What needs to be done: Could you update only the data between the lines holding "sandy track -> box" and "0,78 -> 131,94", inclusive, so that "sea water" becomes "ocean water" and nothing else changes?

Data for this exercise:
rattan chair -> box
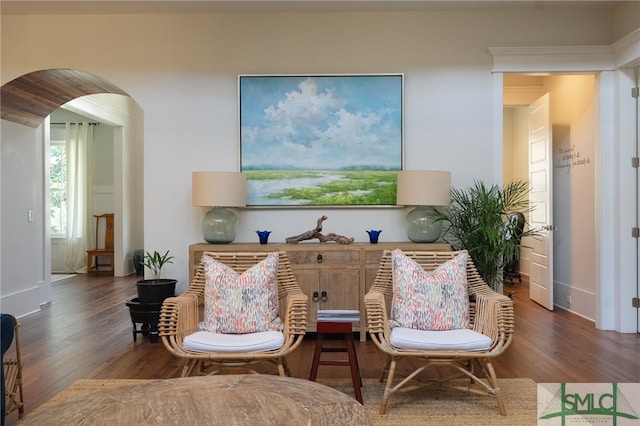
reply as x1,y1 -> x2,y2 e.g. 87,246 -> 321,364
364,250 -> 514,415
158,252 -> 307,377
2,314 -> 24,419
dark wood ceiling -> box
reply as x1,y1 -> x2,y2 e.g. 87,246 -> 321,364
0,69 -> 128,127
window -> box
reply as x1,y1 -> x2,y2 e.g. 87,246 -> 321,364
49,126 -> 67,237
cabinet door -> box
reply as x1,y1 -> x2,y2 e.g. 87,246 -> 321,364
293,269 -> 320,331
318,268 -> 360,325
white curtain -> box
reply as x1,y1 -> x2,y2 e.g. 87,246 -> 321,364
65,122 -> 95,273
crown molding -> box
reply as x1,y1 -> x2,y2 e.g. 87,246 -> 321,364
489,46 -> 616,72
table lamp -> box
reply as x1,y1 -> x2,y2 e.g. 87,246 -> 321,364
396,170 -> 451,243
191,172 -> 247,244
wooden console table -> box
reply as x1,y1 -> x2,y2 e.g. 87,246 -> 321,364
20,374 -> 371,425
189,242 -> 451,342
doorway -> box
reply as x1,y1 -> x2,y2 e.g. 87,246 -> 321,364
50,108 -> 115,274
503,73 -> 598,321
0,69 -> 144,316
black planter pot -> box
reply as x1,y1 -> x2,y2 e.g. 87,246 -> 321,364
136,278 -> 178,303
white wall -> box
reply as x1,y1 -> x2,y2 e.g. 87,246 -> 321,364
1,6 -> 636,322
0,120 -> 45,315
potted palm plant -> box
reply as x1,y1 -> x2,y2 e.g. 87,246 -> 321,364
136,250 -> 178,303
433,180 -> 539,293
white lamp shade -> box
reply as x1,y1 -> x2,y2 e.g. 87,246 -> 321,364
191,172 -> 247,207
396,170 -> 451,206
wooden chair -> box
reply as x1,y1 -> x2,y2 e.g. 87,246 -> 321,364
2,314 -> 24,419
364,250 -> 514,415
87,213 -> 115,274
158,252 -> 307,377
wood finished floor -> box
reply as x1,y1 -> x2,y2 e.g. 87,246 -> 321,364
6,275 -> 640,425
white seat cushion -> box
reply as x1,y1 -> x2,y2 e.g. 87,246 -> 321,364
183,331 -> 284,352
389,327 -> 492,351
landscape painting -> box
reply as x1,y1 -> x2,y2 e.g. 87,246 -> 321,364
238,74 -> 404,206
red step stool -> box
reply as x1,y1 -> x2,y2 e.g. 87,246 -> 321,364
309,311 -> 362,404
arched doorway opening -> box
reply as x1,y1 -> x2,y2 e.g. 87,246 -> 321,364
0,69 -> 144,312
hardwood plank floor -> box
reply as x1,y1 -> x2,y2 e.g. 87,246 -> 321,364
7,275 -> 640,425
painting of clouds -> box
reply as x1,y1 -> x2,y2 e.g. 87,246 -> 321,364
239,74 -> 403,206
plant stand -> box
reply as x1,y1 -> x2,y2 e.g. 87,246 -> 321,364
125,297 -> 162,343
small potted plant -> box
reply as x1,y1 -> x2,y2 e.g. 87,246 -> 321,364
136,250 -> 178,303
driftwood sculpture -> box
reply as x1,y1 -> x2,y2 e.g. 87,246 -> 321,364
285,215 -> 353,244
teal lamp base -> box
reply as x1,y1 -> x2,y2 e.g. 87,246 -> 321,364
407,206 -> 442,243
202,207 -> 237,244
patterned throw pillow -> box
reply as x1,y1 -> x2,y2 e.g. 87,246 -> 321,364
391,249 -> 469,331
201,253 -> 283,334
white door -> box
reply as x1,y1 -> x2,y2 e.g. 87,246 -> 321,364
525,93 -> 554,310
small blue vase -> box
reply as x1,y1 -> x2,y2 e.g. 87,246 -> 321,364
256,231 -> 271,244
367,229 -> 382,244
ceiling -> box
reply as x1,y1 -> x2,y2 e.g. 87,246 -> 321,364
0,0 -> 623,127
0,0 -> 624,15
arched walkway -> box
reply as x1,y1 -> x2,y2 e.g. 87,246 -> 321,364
0,68 -> 129,128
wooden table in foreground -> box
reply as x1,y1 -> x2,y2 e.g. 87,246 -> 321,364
18,374 -> 371,426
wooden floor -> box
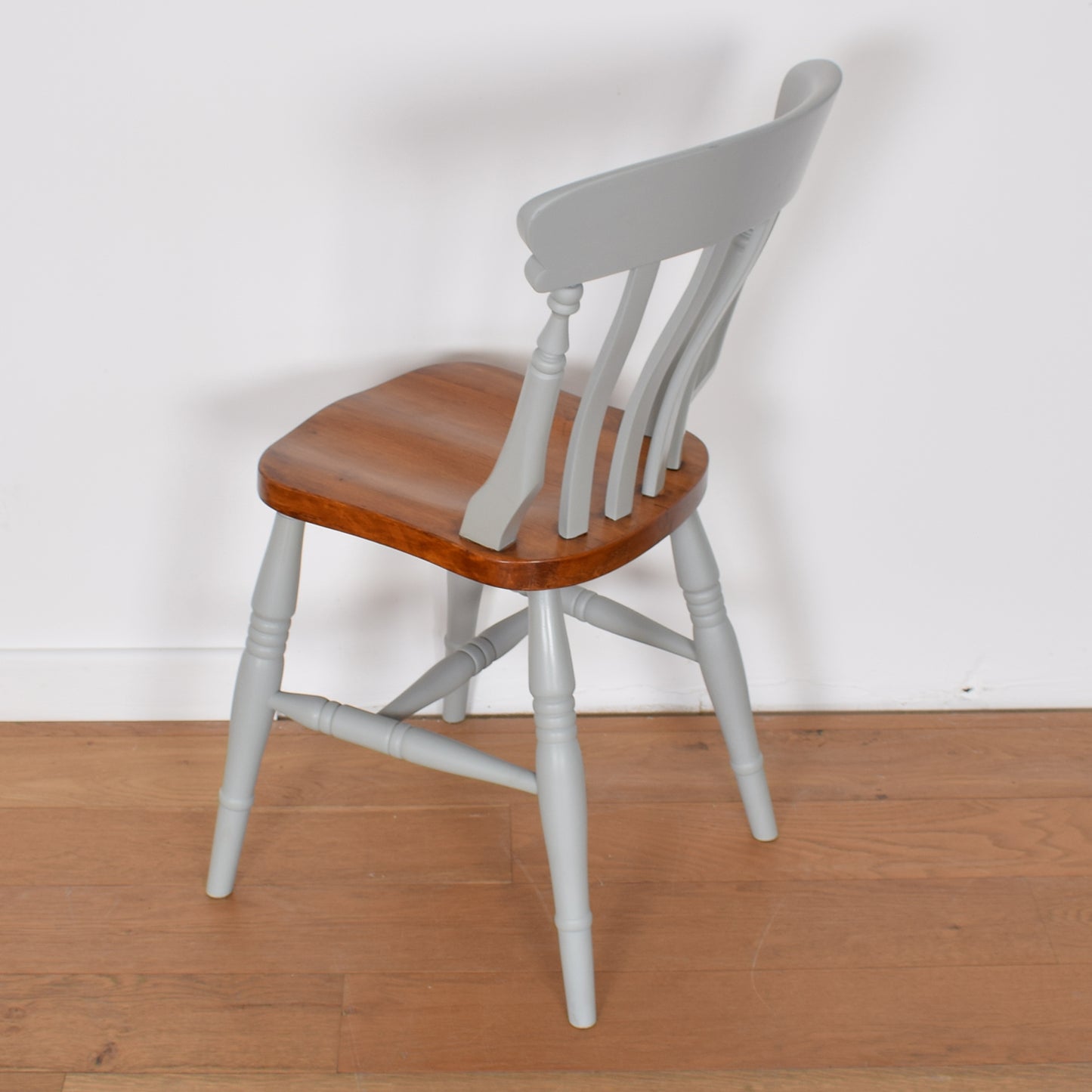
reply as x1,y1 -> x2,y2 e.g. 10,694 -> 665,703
0,711 -> 1092,1092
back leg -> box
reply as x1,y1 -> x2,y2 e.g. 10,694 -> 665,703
672,512 -> 778,842
206,513 -> 305,899
527,589 -> 595,1028
444,572 -> 481,724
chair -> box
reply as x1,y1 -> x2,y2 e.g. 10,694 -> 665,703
208,60 -> 841,1028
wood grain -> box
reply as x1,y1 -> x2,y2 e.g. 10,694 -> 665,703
55,1063 -> 1092,1092
0,807 -> 511,890
0,712 -> 1092,1092
512,797 -> 1092,883
8,716 -> 1090,808
0,975 -> 342,1072
339,967 -> 1092,1072
0,1074 -> 64,1092
258,363 -> 709,589
0,879 -> 1056,977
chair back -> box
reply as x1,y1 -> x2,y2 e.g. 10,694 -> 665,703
461,60 -> 842,549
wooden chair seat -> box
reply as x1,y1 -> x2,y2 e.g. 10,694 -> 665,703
258,363 -> 707,591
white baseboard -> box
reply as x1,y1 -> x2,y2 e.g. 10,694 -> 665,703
0,648 -> 1092,721
0,648 -> 243,721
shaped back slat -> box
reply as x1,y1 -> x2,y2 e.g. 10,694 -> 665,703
461,61 -> 841,550
605,243 -> 731,520
641,219 -> 773,497
557,262 -> 660,538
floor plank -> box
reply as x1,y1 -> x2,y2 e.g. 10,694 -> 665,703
339,967 -> 1092,1072
0,974 -> 342,1072
0,1074 -> 64,1092
55,1063 -> 1092,1092
0,711 -> 1092,1092
0,879 -> 1056,975
512,798 -> 1092,884
1029,874 -> 1092,963
8,716 -> 1090,808
0,807 -> 511,889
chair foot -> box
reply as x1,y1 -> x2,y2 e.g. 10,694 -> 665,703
527,591 -> 595,1028
672,512 -> 778,842
557,923 -> 596,1028
206,513 -> 304,899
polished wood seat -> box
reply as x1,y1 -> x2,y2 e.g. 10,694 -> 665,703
258,363 -> 707,591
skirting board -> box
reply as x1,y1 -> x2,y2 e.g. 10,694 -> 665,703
0,648 -> 1092,721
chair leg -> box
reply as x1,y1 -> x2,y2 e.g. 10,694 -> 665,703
444,572 -> 481,724
527,591 -> 595,1028
206,513 -> 305,899
672,512 -> 778,842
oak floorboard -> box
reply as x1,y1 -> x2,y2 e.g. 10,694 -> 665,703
0,974 -> 343,1072
8,716 -> 1092,808
0,879 -> 1052,977
0,1074 -> 64,1092
339,967 -> 1092,1072
1028,866 -> 1092,965
55,1063 -> 1092,1092
0,807 -> 511,889
512,797 -> 1092,884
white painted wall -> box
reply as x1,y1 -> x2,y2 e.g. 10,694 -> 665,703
0,0 -> 1092,719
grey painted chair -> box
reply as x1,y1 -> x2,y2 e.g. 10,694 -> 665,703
208,60 -> 841,1028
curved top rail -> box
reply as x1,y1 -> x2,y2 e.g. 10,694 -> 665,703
516,60 -> 842,292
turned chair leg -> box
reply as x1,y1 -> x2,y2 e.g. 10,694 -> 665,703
206,513 -> 305,899
672,512 -> 778,842
527,591 -> 595,1028
444,572 -> 481,724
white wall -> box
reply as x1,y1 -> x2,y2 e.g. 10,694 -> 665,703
0,0 -> 1092,719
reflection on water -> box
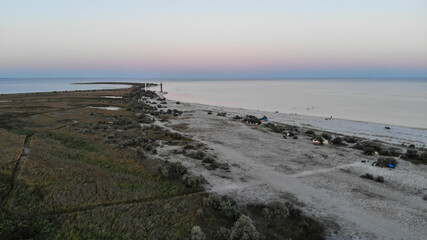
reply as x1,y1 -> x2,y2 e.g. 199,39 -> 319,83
163,80 -> 427,128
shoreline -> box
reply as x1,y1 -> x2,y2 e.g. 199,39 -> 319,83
0,86 -> 427,147
159,93 -> 427,239
0,87 -> 427,239
164,95 -> 427,147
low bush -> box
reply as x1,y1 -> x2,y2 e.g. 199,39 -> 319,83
230,215 -> 260,240
322,133 -> 332,141
403,149 -> 419,159
190,226 -> 206,240
344,137 -> 357,143
363,147 -> 375,155
375,176 -> 385,183
262,202 -> 289,222
187,150 -> 206,160
243,115 -> 261,124
215,227 -> 230,240
313,136 -> 324,144
377,157 -> 398,167
203,194 -> 243,219
182,174 -> 206,188
360,173 -> 375,180
157,161 -> 187,179
331,137 -> 343,145
305,130 -> 316,135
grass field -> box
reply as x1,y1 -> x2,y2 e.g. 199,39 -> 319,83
0,89 -> 321,239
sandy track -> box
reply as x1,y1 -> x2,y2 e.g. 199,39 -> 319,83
164,103 -> 427,239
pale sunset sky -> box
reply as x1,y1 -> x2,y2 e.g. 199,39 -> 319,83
0,0 -> 427,78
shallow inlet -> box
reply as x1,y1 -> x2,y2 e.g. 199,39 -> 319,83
102,96 -> 123,99
89,106 -> 123,111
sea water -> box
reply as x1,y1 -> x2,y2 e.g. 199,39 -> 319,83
163,79 -> 427,129
0,78 -> 427,129
0,78 -> 131,94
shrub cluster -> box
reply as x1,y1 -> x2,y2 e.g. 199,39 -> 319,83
376,157 -> 398,167
360,173 -> 385,183
243,115 -> 261,124
182,174 -> 206,188
157,161 -> 187,179
402,149 -> 427,164
322,133 -> 332,141
331,137 -> 345,145
230,215 -> 260,240
262,202 -> 289,222
203,194 -> 243,219
190,226 -> 206,240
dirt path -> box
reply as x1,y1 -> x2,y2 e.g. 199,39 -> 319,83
166,101 -> 427,239
1,125 -> 68,209
1,134 -> 34,208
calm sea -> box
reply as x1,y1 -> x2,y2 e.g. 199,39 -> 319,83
163,80 -> 427,129
0,78 -> 427,129
0,78 -> 133,94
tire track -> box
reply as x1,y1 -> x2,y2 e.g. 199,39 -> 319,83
1,133 -> 34,208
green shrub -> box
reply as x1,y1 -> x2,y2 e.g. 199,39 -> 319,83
377,157 -> 398,167
375,176 -> 385,183
322,133 -> 332,141
313,136 -> 324,144
230,215 -> 260,240
344,137 -> 357,143
331,137 -> 343,145
360,173 -> 375,180
403,149 -> 419,159
262,202 -> 289,222
182,174 -> 206,188
203,194 -> 243,219
190,226 -> 206,240
305,130 -> 316,135
363,147 -> 375,155
157,161 -> 187,179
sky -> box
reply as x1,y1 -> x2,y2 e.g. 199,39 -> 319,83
0,0 -> 427,78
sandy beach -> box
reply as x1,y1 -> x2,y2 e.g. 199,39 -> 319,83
157,96 -> 427,239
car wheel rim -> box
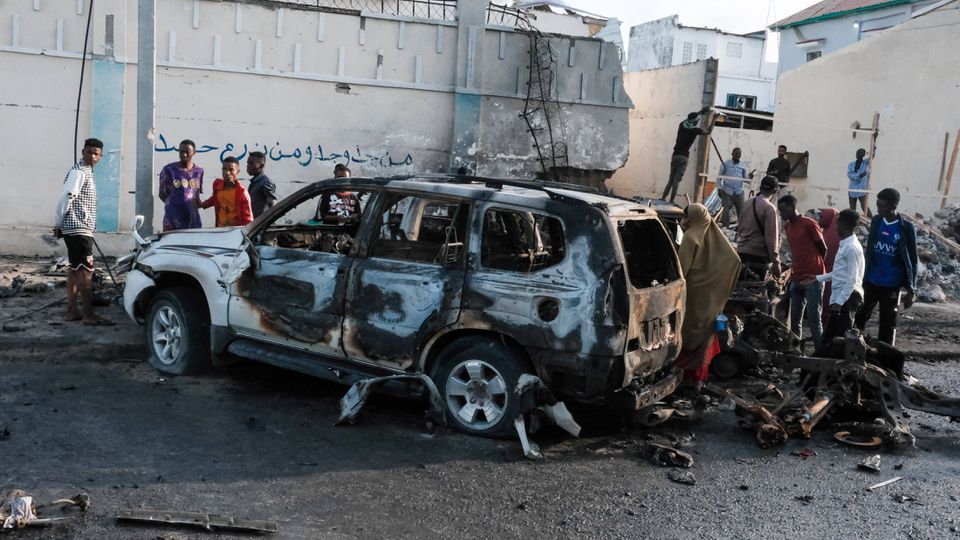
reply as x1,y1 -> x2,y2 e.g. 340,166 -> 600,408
444,360 -> 509,431
150,306 -> 183,365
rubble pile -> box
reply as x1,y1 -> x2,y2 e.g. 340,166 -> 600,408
926,206 -> 960,242
721,210 -> 960,303
915,206 -> 960,302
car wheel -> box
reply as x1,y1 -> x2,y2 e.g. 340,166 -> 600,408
433,339 -> 526,438
710,351 -> 743,379
144,287 -> 210,375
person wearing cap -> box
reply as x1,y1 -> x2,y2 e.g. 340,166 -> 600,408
660,106 -> 713,202
737,175 -> 780,278
854,188 -> 919,345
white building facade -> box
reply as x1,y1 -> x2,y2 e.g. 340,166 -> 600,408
770,0 -> 935,76
0,0 -> 631,254
627,15 -> 777,112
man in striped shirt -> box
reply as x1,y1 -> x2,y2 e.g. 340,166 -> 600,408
53,139 -> 113,326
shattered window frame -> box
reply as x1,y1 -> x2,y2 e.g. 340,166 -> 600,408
364,190 -> 472,267
248,186 -> 377,256
615,218 -> 683,289
480,205 -> 568,274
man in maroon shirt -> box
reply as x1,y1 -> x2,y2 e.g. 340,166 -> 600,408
777,195 -> 827,347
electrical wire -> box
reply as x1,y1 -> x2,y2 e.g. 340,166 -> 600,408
73,0 -> 93,163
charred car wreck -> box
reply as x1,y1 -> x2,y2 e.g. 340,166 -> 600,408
710,311 -> 960,448
124,176 -> 685,435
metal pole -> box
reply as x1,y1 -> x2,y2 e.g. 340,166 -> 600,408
135,0 -> 157,235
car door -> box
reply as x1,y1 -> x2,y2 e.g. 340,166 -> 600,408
228,186 -> 372,357
343,191 -> 470,369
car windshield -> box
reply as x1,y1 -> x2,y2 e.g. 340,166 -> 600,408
617,219 -> 680,288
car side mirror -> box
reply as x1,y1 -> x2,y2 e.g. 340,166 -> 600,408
437,227 -> 463,268
130,214 -> 150,247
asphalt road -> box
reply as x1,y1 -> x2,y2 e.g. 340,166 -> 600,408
0,348 -> 960,538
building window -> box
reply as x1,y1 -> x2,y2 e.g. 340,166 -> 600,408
727,94 -> 757,110
697,43 -> 707,60
680,41 -> 693,64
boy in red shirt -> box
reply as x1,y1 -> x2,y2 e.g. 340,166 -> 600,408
777,195 -> 827,347
198,156 -> 253,227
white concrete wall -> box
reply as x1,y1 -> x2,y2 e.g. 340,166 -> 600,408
0,0 -> 630,253
526,9 -> 590,37
714,73 -> 777,112
607,62 -> 714,200
627,15 -> 776,111
774,2 -> 960,215
778,0 -> 933,74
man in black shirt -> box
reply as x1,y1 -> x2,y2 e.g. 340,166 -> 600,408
767,144 -> 810,184
660,106 -> 713,202
767,144 -> 790,184
247,152 -> 277,218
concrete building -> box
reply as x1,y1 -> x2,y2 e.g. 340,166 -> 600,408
627,15 -> 776,112
516,0 -> 627,68
770,0 -> 934,74
0,0 -> 631,254
773,0 -> 960,216
607,58 -> 778,203
515,0 -> 607,37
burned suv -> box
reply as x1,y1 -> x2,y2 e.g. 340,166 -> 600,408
124,176 -> 685,435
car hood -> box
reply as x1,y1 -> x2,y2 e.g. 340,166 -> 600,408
148,227 -> 245,257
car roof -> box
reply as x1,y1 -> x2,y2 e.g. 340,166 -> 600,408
294,174 -> 655,215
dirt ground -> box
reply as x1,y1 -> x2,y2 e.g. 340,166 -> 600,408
0,260 -> 960,539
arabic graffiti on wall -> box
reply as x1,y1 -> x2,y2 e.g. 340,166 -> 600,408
153,134 -> 413,167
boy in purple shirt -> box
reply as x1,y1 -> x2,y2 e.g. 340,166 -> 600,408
160,139 -> 203,231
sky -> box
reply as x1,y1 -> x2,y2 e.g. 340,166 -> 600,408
567,0 -> 818,61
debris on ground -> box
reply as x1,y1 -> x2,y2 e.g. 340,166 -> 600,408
0,489 -> 90,529
667,469 -> 697,486
907,212 -> 960,302
644,443 -> 693,469
867,476 -> 903,491
513,373 -> 580,459
0,276 -> 27,298
857,454 -> 880,473
117,509 -> 277,533
705,311 -> 960,448
334,373 -> 446,427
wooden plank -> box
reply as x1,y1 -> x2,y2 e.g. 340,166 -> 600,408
117,509 -> 277,533
940,129 -> 960,208
863,112 -> 880,217
937,131 -> 950,191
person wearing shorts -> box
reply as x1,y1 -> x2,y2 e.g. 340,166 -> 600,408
53,139 -> 113,326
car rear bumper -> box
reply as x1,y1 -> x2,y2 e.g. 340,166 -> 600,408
610,369 -> 683,411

Response to this exercise:
sandy track -> box
reply as x1,y1 -> x2,y2 e.g. 199,39 -> 319,83
164,103 -> 427,239
pale sunset sky -> box
reply as x1,y1 -> x2,y2 e.g. 199,39 -> 319,83
0,0 -> 427,78
shallow inlet -> box
reply as x1,y1 -> x2,y2 e.g. 199,39 -> 319,83
102,96 -> 123,99
89,106 -> 123,111
ocean water -> box
reply as x1,y1 -> x2,y2 e.g. 199,39 -> 319,83
163,79 -> 427,129
0,78 -> 427,129
0,78 -> 131,94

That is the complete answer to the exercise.